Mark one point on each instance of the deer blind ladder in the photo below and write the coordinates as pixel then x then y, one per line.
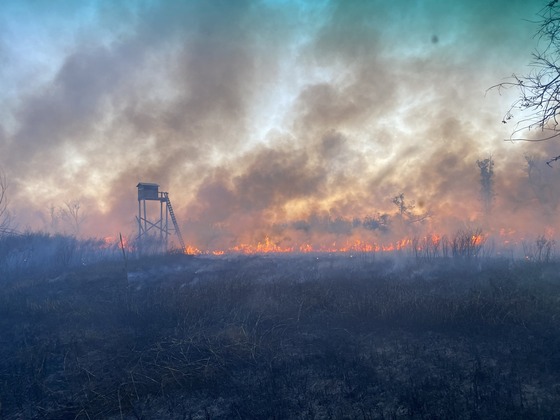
pixel 174 220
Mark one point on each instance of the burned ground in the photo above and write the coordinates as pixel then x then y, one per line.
pixel 308 336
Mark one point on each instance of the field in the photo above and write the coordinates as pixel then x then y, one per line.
pixel 368 336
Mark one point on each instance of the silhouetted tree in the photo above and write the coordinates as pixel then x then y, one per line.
pixel 539 90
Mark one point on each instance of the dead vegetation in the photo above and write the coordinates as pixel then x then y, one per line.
pixel 282 337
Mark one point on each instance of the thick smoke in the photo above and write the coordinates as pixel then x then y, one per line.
pixel 297 122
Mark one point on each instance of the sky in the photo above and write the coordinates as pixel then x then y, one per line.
pixel 257 115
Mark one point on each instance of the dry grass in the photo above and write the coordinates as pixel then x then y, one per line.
pixel 283 337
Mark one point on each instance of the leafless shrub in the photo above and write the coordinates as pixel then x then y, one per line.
pixel 541 251
pixel 467 244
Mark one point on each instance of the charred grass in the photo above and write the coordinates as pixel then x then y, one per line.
pixel 283 337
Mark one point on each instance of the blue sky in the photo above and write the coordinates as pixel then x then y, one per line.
pixel 256 112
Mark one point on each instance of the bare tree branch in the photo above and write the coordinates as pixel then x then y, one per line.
pixel 539 90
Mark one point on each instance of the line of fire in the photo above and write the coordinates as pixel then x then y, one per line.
pixel 159 231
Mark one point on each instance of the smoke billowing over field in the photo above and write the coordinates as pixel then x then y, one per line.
pixel 293 121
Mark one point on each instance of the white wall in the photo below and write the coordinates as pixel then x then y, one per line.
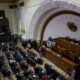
pixel 27 13
pixel 57 27
pixel 11 17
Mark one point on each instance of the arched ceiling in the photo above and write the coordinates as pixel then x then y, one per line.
pixel 8 1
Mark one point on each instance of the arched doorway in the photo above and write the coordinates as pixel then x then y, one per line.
pixel 47 12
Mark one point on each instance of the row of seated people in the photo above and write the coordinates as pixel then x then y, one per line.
pixel 19 61
pixel 72 40
pixel 51 44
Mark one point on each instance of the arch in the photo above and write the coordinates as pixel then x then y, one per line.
pixel 46 12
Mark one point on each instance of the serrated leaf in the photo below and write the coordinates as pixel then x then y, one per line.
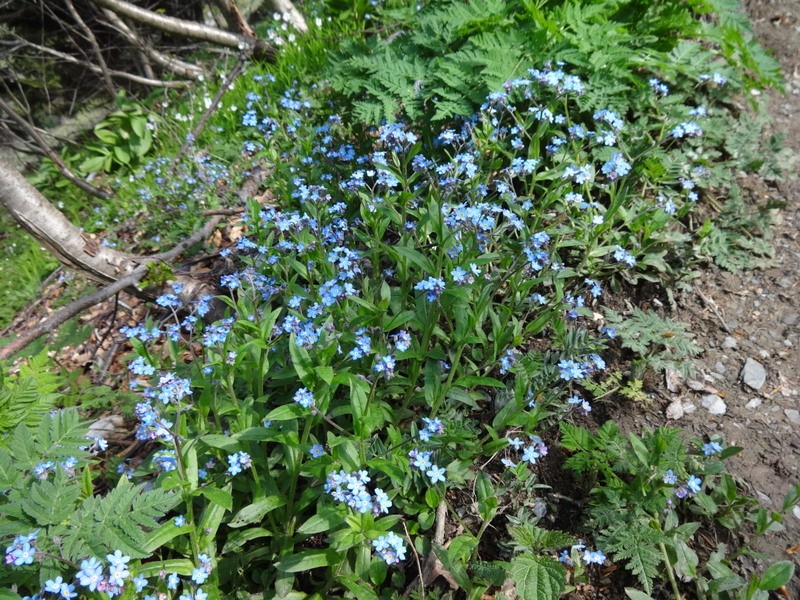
pixel 256 511
pixel 776 575
pixel 538 577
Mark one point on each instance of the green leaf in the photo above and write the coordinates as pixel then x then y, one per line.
pixel 635 594
pixel 357 587
pixel 217 496
pixel 301 361
pixel 776 575
pixel 256 511
pixel 305 561
pixel 181 566
pixel 322 521
pixel 167 532
pixel 287 412
pixel 537 577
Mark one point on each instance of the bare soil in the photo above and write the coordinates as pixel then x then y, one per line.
pixel 752 314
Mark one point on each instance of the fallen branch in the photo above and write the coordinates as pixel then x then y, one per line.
pixel 189 29
pixel 95 48
pixel 50 324
pixel 52 154
pixel 95 69
pixel 201 123
pixel 170 63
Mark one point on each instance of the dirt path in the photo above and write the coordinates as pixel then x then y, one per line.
pixel 754 315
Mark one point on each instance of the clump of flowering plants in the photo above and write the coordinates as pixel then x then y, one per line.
pixel 402 303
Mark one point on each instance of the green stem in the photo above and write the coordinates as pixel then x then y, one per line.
pixel 670 572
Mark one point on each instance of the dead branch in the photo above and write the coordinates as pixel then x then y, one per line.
pixel 52 154
pixel 188 29
pixel 201 123
pixel 50 324
pixel 285 7
pixel 95 69
pixel 50 227
pixel 170 63
pixel 95 48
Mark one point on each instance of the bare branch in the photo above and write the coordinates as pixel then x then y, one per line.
pixel 51 154
pixel 74 308
pixel 96 69
pixel 95 48
pixel 48 225
pixel 187 28
pixel 294 16
pixel 174 65
pixel 201 123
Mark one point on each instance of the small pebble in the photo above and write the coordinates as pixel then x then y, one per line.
pixel 729 342
pixel 754 375
pixel 754 403
pixel 714 404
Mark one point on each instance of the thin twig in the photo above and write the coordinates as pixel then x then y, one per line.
pixel 95 48
pixel 712 305
pixel 53 322
pixel 52 154
pixel 237 69
pixel 114 73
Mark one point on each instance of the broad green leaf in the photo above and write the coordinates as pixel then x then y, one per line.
pixel 223 442
pixel 305 561
pixel 181 566
pixel 256 511
pixel 323 521
pixel 776 575
pixel 166 533
pixel 538 577
pixel 217 496
pixel 357 587
pixel 635 594
pixel 287 412
pixel 301 362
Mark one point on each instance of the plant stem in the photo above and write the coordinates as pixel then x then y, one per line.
pixel 670 572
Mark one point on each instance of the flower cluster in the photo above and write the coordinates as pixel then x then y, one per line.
pixel 351 489
pixel 421 460
pixel 390 548
pixel 531 451
pixel 690 488
pixel 238 462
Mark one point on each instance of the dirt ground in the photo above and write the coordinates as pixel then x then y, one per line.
pixel 753 315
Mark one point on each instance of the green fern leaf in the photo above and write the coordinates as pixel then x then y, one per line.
pixel 119 520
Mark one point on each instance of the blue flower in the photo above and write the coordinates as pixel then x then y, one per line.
pixel 390 548
pixel 595 557
pixel 570 370
pixel 304 398
pixel 530 454
pixel 91 573
pixel 238 462
pixel 172 581
pixel 436 474
pixel 385 365
pixel 433 285
pixel 317 450
pixel 139 582
pixel 402 341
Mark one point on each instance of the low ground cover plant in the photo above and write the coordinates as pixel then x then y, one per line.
pixel 403 322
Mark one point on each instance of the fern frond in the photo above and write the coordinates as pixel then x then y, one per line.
pixel 118 520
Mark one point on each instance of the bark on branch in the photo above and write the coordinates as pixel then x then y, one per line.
pixel 188 29
pixel 50 324
pixel 48 225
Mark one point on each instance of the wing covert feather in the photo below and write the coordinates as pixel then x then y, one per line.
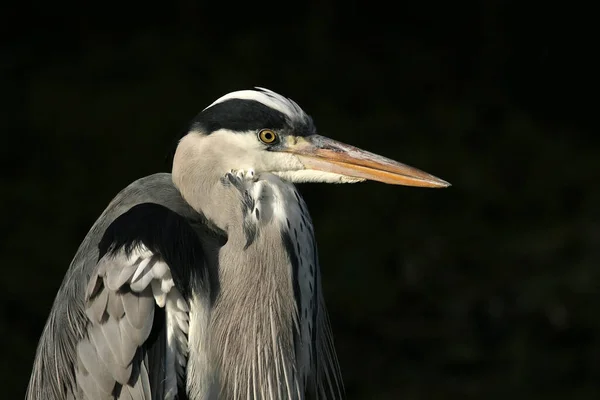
pixel 121 299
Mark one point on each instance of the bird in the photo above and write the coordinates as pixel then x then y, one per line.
pixel 204 283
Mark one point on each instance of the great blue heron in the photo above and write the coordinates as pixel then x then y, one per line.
pixel 205 283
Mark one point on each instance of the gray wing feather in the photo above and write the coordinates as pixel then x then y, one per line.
pixel 121 299
pixel 58 372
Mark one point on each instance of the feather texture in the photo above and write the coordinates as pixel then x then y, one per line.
pixel 122 296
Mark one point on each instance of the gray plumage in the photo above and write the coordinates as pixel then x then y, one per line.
pixel 205 283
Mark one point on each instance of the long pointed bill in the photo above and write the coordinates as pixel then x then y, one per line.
pixel 324 154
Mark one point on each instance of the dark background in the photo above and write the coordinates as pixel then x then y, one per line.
pixel 486 290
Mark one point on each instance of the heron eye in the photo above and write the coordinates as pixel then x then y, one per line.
pixel 267 136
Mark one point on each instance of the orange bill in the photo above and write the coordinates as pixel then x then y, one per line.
pixel 323 154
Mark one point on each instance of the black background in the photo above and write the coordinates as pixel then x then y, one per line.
pixel 488 289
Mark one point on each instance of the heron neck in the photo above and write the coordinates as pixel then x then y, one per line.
pixel 198 174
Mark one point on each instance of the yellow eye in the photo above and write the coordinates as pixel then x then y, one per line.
pixel 267 136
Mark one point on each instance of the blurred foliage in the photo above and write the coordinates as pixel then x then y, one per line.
pixel 488 289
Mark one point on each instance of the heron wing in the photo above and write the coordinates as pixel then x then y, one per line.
pixel 135 346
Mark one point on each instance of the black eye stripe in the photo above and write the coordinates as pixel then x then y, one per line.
pixel 240 115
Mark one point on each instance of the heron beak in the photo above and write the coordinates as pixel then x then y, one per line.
pixel 323 154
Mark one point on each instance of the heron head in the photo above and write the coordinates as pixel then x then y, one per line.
pixel 264 131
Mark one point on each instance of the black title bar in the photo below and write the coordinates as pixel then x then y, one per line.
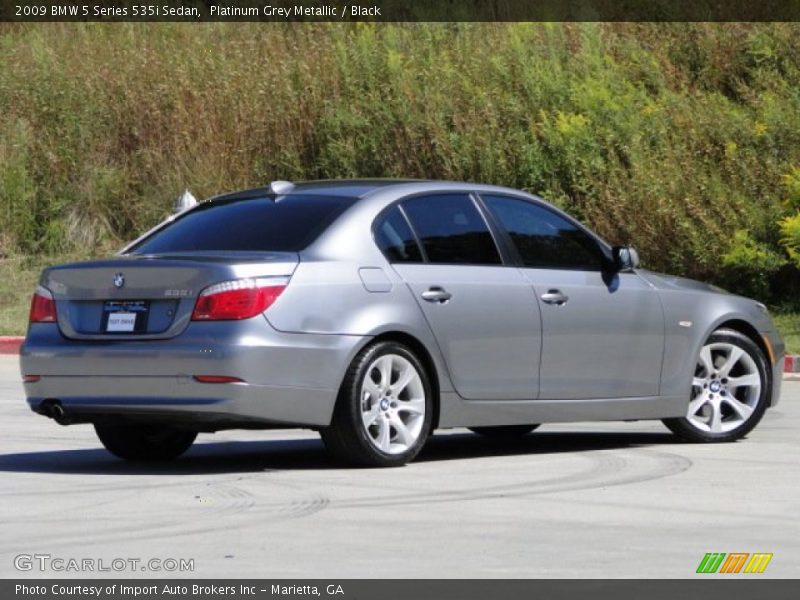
pixel 399 10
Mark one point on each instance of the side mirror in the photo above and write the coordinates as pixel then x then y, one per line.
========
Can you swap "broad green leaf" for "wide green leaf" in the rows that open with the line containing "Mark one point on each instance of the broad" and close with the line containing "pixel 301 362", changing nothing else and giving back only those lines?

_TASK OUTPUT_.
Mark one point on each instance of the wide green leaf in the photo above and write the coordinates as pixel then x then y, one per line.
pixel 223 442
pixel 305 561
pixel 181 566
pixel 256 511
pixel 323 521
pixel 776 575
pixel 166 533
pixel 538 577
pixel 217 496
pixel 357 587
pixel 635 594
pixel 287 412
pixel 301 362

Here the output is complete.